#### Text section
────────────────────────────────────────
The theatre has mounted more than 100 plays, productions, and theatrical events since its founding, with the theme of exploring the African-American experience. The organization has survived obstacles including declining African-American population in San Francisco, and multiple location changes.

Notable productions include the 1987 production of Ntozake Shange's play Three Views of Mt. Fuji, which completed a six-week run at the Lorraine Hansberry Theatre preceding an opening in New York at New Dramatists. In 1991 African-American playwright Robert Alexander challenged the work of Harriet Beecher Stowe with a production at The Lorraine Hansberry Theatre examining stereotypes in the cabin of Uncle Tom.

== Change of venue ==
In June 2007, the theatre's lease for the YWCA building on 620 Sutter Street was scheduled to expire at the end of the following month (July 2007) and instead of a renewal, the space was going to be purchased by the Academy of Art University. This arts organization was planning to continue to use the building as a dormitory, as it had done since 2005.

A campaign was quickly organized in an attempt to avoid displacement of the theatre. "The heads of the San Francisco Opera, San Francisco Ballet, San Francisco Symphony, SFMOMA, and other major institutions sent a joint letter urging the mayor to take action."

On June 30, the San Francisco’s Board of Supervisors passed a resolution "supporting the Lorraine Hansberry and its contributions to the cultural life of San Francisco" with a unanimous vote of all 10 members present.

The theatre company moved into a venue at 450 Post Street. Executive Director Quentin Easter stated that the company expected to stay at this theatre “for the foreseeable future."

The theatre unexpectedly "...canceled the rest of its season and [withdrew] from its recently announced lease of the former Post Street Theatre. The moves were necessitated by the hospitalization of its founders, Artistic Director Stanley E. Williams and Executive Director Quentin Easter", according to an announcement posted on the company's website.

The theatre announced its move into the 729-seat Post Street space in January 2010. It opened there in February with the gospel musical Mahalia.

As of 2026, the theater is located in the San Francisco African American Historical and Cultural Society at 762 Fulton St.
────────────────────────────────────────
#### Extracted material
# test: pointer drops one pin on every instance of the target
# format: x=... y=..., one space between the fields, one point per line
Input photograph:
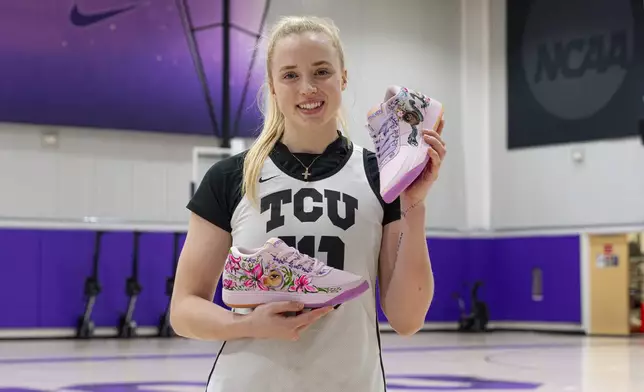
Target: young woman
x=300 y=163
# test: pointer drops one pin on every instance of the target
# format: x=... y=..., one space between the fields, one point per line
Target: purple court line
x=14 y=361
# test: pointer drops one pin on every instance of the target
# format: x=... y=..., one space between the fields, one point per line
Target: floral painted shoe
x=277 y=272
x=396 y=127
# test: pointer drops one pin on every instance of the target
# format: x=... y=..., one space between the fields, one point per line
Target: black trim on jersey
x=382 y=365
x=219 y=192
x=331 y=161
x=391 y=210
x=221 y=349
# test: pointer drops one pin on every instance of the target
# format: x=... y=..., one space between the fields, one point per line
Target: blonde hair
x=273 y=126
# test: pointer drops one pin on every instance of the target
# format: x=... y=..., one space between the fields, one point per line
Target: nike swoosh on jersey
x=82 y=20
x=266 y=179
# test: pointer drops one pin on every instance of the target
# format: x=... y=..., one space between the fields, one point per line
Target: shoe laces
x=296 y=258
x=382 y=140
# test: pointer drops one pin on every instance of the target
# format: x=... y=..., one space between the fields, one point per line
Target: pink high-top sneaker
x=396 y=126
x=278 y=272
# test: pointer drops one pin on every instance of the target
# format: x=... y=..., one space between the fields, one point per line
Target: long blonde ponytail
x=273 y=127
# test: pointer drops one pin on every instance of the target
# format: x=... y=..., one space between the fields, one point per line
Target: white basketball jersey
x=337 y=219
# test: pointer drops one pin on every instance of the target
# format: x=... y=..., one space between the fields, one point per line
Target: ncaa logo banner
x=574 y=70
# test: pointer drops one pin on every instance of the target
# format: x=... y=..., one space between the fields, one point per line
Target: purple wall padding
x=66 y=261
x=20 y=282
x=42 y=275
x=559 y=259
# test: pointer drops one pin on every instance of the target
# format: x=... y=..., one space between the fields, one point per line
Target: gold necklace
x=306 y=172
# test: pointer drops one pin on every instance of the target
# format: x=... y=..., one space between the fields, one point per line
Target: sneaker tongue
x=392 y=91
x=276 y=242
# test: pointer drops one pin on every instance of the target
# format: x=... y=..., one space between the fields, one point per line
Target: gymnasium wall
x=535 y=182
x=43 y=274
x=143 y=177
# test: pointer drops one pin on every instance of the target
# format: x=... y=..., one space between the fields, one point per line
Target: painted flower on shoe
x=229 y=284
x=232 y=266
x=303 y=284
x=255 y=278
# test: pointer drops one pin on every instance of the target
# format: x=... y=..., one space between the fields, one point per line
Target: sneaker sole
x=392 y=193
x=237 y=299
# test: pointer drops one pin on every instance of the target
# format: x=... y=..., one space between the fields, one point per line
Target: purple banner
x=129 y=64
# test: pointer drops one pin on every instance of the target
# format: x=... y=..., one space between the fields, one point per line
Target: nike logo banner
x=85 y=19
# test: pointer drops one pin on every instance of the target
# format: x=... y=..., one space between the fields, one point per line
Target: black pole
x=225 y=126
x=189 y=29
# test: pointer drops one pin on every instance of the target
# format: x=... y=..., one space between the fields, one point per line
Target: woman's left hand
x=417 y=191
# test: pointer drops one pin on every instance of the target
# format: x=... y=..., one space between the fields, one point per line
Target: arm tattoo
x=399 y=243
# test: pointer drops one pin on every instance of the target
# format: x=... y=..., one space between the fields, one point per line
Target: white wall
x=107 y=174
x=145 y=176
x=543 y=187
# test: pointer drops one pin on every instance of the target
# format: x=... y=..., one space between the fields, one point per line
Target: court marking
x=138 y=357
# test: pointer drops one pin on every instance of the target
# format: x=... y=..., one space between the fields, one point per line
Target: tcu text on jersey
x=331 y=198
x=330 y=201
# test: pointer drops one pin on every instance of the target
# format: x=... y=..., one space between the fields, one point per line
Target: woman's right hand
x=268 y=321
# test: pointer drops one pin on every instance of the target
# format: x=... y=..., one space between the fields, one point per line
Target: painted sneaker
────────────────────────────────────────
#### Task description
According to the text about the Lorraine Hansberry Theatre, with what production did the company open at the Post Street space in February? The items are separate material, unconnected to the text about the Lorraine Hansberry Theatre.

#### Output of the exercise
The gospel musical Mahalia.